--- What this task involves ---
Copy the lines from the start of the entries through the line containing "181L854 211L862 274L690", both included, as a numbered list, and omit blank lines.

--- Working data ---
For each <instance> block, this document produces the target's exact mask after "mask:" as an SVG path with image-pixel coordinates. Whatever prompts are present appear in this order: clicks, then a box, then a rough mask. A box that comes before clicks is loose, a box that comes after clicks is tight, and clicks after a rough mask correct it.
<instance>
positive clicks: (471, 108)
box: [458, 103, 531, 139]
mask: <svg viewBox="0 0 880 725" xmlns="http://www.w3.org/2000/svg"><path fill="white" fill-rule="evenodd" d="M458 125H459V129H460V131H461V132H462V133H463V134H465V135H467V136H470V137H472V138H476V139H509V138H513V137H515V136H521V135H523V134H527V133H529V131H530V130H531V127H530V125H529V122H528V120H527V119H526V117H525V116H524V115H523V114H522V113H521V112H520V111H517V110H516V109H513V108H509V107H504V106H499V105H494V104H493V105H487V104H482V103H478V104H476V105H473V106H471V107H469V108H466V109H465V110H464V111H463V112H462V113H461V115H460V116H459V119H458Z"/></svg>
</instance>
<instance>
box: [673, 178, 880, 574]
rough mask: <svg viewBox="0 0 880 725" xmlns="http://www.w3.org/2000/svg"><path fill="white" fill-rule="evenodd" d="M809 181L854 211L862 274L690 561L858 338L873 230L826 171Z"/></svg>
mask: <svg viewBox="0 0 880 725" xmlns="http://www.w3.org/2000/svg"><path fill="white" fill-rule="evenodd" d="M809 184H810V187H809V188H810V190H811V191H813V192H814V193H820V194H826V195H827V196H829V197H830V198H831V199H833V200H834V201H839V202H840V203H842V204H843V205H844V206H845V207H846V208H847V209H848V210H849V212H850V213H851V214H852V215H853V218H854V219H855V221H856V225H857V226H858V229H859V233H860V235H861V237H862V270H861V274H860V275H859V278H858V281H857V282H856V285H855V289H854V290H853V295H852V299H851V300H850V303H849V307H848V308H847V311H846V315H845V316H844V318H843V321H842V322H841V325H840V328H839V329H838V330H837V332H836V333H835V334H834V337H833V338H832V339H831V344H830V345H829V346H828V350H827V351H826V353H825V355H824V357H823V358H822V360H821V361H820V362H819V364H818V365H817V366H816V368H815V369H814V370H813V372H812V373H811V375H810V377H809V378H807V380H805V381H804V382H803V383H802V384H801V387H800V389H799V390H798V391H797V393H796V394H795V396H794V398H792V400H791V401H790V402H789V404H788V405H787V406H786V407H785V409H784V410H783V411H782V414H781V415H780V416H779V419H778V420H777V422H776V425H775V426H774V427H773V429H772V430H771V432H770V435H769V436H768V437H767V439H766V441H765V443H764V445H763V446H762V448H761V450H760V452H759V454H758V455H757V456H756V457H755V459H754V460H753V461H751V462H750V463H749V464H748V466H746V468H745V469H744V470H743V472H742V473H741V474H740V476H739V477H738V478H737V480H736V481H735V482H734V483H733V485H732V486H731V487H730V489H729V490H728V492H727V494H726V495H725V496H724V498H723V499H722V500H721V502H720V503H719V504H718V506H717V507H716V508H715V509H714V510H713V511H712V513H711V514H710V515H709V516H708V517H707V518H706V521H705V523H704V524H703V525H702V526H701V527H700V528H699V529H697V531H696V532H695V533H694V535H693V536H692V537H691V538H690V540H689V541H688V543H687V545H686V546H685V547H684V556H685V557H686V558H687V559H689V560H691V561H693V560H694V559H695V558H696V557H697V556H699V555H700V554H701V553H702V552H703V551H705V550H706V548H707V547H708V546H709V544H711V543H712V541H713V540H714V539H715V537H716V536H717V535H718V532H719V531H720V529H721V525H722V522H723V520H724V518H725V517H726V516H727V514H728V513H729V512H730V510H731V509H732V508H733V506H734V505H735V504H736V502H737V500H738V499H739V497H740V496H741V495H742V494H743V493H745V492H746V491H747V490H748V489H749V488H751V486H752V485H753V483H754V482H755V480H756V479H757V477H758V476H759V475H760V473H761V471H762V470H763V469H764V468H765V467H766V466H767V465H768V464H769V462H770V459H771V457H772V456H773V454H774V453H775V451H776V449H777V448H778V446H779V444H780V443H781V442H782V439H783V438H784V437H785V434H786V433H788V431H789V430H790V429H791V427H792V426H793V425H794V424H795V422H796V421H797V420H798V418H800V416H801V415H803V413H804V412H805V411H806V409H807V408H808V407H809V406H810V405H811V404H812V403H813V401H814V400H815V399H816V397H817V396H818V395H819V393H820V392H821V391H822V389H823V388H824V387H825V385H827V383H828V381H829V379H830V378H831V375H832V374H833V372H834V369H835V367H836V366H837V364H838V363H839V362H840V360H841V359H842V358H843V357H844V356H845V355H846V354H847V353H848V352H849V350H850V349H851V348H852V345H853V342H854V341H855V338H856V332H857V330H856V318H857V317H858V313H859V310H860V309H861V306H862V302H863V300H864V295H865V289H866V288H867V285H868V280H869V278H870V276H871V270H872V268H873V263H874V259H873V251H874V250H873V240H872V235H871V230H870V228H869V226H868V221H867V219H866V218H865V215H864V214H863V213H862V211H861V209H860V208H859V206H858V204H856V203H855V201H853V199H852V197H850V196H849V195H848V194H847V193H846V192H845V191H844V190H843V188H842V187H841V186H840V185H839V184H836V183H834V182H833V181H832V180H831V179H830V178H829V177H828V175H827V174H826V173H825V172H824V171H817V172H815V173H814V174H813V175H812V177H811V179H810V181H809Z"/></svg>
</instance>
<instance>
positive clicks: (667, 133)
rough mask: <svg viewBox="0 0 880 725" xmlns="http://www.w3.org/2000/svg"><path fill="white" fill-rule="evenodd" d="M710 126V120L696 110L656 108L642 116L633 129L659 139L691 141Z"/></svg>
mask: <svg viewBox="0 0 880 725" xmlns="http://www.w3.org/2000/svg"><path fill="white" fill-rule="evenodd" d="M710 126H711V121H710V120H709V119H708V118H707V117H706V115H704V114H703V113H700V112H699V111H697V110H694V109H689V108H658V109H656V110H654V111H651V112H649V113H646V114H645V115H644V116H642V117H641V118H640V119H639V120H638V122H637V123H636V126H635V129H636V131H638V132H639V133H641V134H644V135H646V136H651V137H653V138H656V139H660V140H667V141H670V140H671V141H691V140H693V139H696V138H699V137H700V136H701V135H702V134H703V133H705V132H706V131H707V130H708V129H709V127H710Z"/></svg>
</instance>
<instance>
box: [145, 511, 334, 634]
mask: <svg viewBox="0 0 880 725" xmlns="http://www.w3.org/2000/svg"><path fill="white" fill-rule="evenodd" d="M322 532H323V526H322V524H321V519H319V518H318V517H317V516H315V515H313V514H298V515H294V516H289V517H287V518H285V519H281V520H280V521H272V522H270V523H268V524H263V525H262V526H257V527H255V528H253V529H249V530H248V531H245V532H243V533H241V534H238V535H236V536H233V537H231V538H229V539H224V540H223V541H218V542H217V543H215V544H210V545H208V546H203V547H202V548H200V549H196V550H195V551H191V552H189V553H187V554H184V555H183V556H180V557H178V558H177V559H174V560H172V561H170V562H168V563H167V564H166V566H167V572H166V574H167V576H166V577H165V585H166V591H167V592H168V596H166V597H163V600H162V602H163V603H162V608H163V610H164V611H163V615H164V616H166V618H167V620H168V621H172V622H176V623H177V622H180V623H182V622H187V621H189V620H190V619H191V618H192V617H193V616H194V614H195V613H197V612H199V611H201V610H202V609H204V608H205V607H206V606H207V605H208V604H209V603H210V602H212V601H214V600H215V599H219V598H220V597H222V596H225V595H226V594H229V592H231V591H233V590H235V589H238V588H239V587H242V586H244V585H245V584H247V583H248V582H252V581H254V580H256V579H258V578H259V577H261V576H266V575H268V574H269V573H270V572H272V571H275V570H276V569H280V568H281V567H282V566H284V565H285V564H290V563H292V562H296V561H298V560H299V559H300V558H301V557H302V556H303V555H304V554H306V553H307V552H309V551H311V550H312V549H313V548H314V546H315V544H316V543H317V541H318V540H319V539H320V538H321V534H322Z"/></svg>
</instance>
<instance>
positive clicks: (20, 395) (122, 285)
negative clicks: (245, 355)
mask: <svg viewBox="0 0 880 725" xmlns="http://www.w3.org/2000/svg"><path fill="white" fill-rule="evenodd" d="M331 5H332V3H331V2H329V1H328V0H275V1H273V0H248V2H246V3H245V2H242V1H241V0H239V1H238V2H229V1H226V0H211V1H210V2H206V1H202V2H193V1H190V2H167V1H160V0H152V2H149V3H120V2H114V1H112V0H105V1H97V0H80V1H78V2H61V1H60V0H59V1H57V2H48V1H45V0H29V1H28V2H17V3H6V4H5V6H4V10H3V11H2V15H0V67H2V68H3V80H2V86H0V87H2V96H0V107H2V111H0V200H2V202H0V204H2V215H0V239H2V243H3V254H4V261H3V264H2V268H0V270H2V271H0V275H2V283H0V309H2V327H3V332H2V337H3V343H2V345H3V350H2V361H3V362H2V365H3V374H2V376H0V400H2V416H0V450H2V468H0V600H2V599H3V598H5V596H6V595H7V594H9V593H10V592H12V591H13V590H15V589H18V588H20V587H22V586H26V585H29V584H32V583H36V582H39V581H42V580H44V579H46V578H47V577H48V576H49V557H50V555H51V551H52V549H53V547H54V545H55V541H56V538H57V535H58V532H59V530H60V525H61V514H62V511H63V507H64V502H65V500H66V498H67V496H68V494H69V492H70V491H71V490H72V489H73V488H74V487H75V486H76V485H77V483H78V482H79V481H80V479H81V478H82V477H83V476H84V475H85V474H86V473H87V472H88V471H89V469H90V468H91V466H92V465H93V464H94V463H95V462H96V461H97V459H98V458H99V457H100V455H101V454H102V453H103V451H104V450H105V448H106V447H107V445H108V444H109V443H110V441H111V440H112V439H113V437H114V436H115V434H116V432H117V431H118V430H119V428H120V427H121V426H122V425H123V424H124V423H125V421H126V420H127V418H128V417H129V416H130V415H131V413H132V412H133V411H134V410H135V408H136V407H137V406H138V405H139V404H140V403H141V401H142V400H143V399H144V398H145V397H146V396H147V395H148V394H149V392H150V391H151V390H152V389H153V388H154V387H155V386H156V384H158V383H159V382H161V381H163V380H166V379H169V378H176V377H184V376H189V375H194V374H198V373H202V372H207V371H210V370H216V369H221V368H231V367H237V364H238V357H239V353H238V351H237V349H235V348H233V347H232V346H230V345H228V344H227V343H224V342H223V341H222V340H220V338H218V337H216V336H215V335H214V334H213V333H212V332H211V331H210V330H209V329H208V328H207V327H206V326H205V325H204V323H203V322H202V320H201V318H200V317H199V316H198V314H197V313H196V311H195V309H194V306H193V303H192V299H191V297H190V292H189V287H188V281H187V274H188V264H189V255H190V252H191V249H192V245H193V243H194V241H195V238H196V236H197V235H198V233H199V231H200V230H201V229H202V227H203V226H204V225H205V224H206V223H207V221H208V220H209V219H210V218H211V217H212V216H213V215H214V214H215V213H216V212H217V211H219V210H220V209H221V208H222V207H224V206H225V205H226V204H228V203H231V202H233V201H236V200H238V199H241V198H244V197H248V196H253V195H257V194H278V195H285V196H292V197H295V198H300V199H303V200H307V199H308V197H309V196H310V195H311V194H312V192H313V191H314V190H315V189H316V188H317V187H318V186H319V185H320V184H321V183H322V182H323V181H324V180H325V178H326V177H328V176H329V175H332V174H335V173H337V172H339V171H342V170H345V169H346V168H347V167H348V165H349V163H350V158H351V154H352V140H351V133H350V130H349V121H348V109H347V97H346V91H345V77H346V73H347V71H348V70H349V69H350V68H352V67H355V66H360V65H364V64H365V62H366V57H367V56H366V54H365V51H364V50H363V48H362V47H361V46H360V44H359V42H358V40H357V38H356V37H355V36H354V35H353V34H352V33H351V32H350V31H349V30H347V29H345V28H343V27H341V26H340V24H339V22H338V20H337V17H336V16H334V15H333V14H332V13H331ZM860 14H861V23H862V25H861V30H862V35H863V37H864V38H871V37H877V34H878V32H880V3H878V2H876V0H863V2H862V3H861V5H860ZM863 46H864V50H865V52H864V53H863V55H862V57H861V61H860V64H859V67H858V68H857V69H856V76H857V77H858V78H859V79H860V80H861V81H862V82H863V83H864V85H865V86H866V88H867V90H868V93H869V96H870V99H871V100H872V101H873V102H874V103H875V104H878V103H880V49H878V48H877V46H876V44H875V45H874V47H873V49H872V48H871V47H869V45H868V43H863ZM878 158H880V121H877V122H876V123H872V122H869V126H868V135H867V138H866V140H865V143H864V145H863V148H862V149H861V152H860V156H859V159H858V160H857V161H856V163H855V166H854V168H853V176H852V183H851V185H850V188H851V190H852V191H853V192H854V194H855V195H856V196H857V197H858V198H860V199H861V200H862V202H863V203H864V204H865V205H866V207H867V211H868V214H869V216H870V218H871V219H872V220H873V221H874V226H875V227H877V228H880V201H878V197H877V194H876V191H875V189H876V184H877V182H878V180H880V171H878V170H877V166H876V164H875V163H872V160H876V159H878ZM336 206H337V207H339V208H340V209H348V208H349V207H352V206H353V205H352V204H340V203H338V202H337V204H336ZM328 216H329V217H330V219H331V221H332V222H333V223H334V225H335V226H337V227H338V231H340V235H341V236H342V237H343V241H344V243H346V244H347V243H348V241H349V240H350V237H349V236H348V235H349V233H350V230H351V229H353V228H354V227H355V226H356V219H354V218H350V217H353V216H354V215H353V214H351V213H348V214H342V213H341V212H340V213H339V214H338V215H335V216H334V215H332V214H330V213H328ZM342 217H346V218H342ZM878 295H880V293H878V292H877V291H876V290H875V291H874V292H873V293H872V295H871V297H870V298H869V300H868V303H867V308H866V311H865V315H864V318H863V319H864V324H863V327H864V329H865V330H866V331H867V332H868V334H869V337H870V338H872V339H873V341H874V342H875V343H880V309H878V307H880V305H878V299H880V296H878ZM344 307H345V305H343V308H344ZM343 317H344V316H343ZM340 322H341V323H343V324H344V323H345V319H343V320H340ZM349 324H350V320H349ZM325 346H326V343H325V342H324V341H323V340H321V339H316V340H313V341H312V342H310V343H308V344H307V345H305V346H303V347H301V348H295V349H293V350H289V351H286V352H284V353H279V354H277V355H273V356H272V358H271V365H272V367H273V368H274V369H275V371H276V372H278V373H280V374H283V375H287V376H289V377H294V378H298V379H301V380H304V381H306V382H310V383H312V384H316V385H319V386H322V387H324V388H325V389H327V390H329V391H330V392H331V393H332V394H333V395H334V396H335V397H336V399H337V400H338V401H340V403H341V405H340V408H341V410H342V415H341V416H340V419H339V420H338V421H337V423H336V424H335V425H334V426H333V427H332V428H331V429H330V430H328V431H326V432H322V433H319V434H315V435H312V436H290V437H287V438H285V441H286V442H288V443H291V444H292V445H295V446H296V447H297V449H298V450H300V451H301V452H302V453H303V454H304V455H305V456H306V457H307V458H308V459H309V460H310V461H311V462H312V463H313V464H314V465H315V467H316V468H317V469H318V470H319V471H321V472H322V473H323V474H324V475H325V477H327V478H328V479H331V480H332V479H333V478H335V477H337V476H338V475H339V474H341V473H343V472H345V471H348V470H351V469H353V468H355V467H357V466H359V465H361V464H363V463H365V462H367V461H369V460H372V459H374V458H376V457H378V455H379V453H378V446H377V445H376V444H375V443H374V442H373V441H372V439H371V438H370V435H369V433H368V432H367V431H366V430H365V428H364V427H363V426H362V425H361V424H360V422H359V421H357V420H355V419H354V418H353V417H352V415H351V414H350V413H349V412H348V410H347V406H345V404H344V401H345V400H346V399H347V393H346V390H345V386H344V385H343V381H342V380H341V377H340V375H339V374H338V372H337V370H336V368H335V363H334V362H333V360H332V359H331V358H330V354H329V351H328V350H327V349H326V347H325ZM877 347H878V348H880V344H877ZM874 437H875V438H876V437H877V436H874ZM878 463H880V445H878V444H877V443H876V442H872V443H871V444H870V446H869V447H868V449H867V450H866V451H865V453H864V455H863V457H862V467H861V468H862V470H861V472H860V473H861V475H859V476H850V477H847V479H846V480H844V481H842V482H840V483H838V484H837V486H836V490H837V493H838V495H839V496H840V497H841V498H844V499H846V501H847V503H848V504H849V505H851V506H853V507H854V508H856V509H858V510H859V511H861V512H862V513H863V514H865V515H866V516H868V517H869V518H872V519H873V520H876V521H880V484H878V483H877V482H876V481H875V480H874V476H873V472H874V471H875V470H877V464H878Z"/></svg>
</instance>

--- Task response ---
1. For each <instance> block, this document produces the target's exact mask after "mask:" as an SVG path with image-pixel coordinates. Whatever prompts are present appear in this order: clicks, then a box, then a rough mask. A box that comes before clicks is loose, a box that comes after clicks is tight, and clicks after a rough mask correct it.
2. <instance>
3. positive clicks: (471, 108)
4. box: [458, 103, 531, 139]
5. mask: <svg viewBox="0 0 880 725" xmlns="http://www.w3.org/2000/svg"><path fill="white" fill-rule="evenodd" d="M458 125H459V129H460V131H461V132H462V133H463V134H465V135H467V136H470V137H472V138H476V139H509V138H513V137H515V136H521V135H523V134H527V133H529V131H530V130H531V127H530V125H529V122H528V120H527V119H526V117H525V116H524V115H523V114H522V113H521V112H520V111H517V110H516V109H513V108H509V107H504V106H499V105H494V104H493V105H487V104H482V103H478V104H476V105H473V106H471V107H469V108H466V109H465V110H464V111H463V112H462V113H461V115H460V116H459V119H458Z"/></svg>
6. </instance>
7. <instance>
8. box: [673, 178, 880, 574]
9. rough mask: <svg viewBox="0 0 880 725" xmlns="http://www.w3.org/2000/svg"><path fill="white" fill-rule="evenodd" d="M809 181L854 211L862 274L690 561L858 338L873 230L826 171Z"/></svg>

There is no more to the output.